# Rows:
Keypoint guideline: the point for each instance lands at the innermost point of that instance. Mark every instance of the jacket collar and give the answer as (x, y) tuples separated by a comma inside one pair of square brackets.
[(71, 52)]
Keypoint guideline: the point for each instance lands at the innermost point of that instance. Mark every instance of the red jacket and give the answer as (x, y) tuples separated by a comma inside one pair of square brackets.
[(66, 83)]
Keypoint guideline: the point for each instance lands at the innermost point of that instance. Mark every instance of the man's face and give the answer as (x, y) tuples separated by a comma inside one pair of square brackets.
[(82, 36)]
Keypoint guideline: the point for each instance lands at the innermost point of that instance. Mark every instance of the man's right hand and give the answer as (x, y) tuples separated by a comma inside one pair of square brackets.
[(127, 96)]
* * *
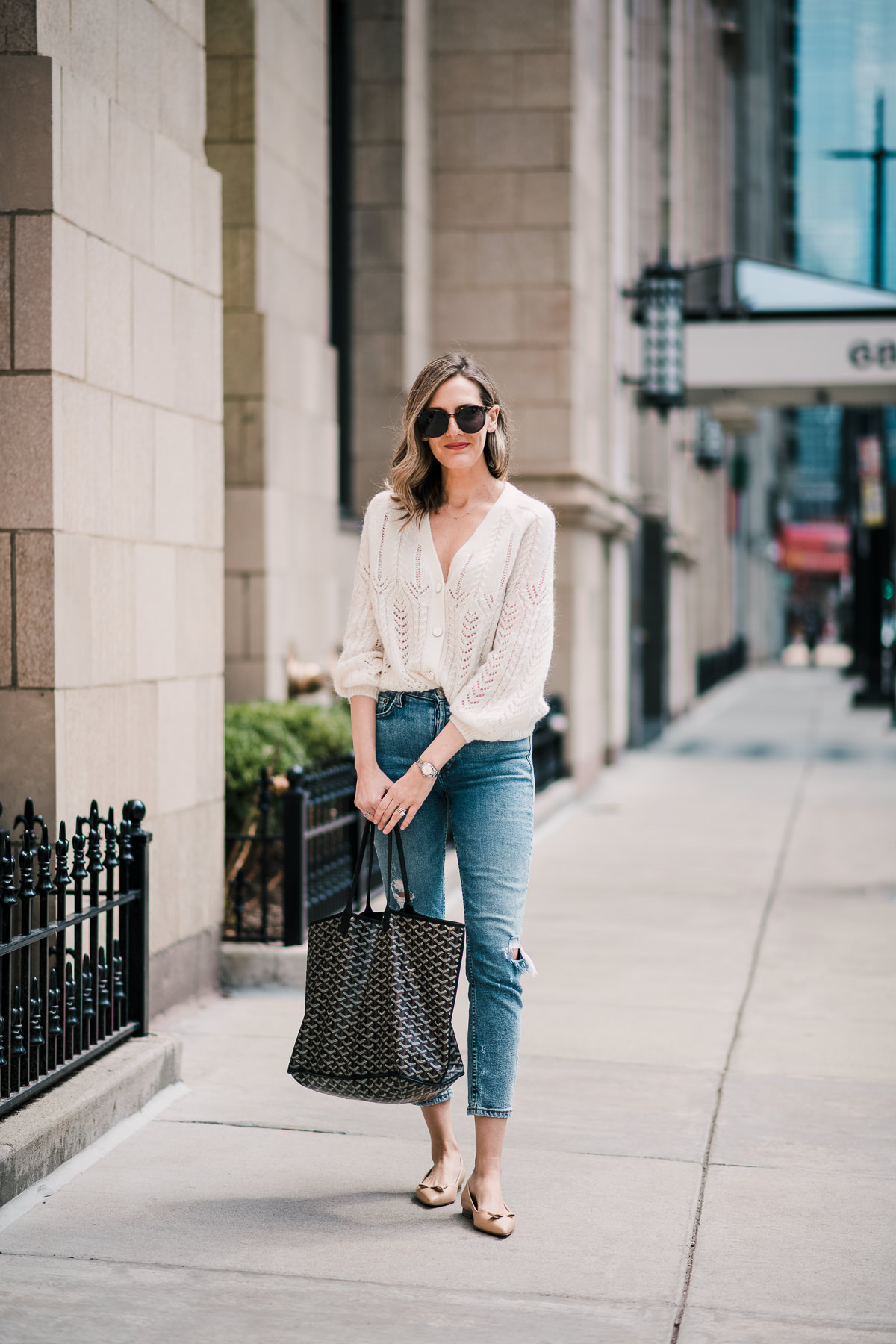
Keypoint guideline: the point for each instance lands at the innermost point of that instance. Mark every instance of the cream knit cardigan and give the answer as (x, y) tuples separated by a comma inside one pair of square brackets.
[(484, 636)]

# Given request:
Reproduce the records between the lines containing "the man's right" and "[(127, 96)]", inclusive, keeping the requests unchanged. Offset every coordinate value in the answers by adding 108 to it.

# Full solution:
Keypoint guideline: the point for each instance lands at the innermost point of that instance. Mark every instance of the man's right hand and give the answer as (x, y) tuples separated by a comma inside one pair of square brackets.
[(235, 204)]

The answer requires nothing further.